» PROBLEM DETAILS
Every line containing the string "below" is to be copied from the records.

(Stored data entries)

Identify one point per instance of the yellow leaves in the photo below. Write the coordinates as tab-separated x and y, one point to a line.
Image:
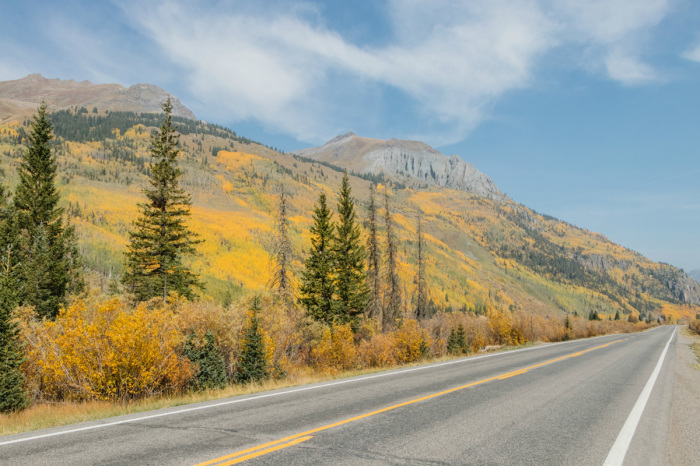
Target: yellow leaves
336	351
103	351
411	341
...
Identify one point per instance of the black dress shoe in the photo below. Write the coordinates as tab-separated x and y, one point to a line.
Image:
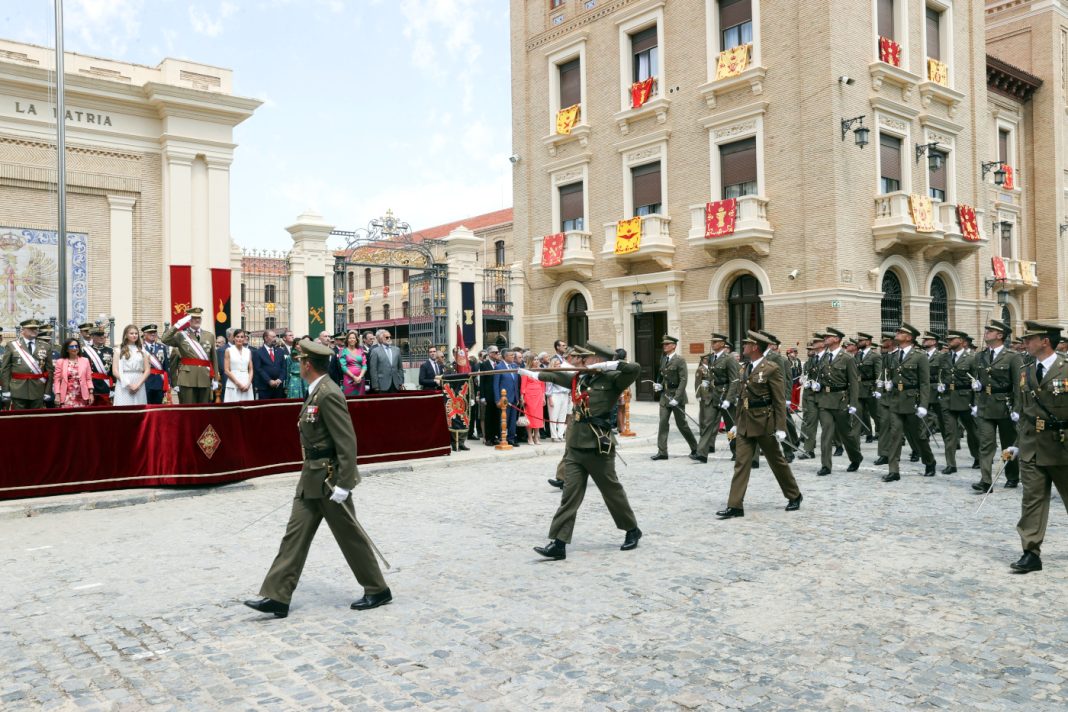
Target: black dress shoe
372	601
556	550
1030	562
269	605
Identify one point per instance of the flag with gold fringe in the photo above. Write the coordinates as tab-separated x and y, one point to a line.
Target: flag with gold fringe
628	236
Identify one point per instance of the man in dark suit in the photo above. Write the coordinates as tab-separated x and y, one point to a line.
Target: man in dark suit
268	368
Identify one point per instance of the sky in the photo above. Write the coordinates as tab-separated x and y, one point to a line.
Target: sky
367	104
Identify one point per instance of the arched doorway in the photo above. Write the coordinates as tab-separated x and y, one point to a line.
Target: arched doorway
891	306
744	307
==
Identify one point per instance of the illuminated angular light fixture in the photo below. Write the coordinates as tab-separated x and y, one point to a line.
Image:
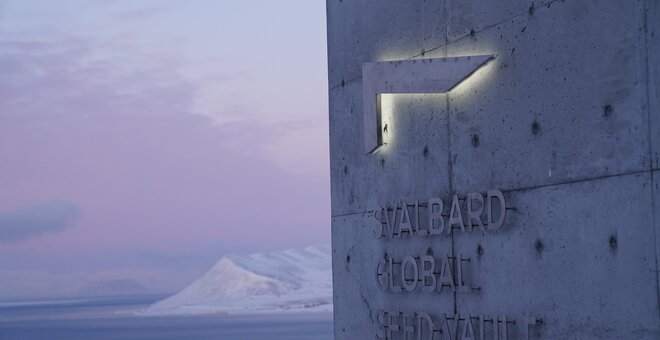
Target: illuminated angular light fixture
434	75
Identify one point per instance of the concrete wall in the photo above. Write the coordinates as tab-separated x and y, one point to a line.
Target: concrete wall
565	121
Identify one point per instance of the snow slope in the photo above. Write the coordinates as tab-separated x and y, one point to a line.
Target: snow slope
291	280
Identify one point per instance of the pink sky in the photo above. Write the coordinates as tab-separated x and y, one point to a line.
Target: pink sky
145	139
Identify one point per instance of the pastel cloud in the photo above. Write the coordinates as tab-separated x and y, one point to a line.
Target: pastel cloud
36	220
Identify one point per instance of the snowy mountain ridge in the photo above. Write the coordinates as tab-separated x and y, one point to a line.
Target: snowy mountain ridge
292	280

» EXERCISE SOLUTION
Identify one point per instance of the yellow leaves in the photo below. Write the coordinates as tab-separated x and y, one point to a line.
Identify one point per instance of the black dress shoe in the photo below. Write the coordinates as tab-separated x and y, one point to a line.
Identify one point per instance of the illuminated angular light fixture in the photo below. Write the coordinates as tab-separated x and y, one point to a line.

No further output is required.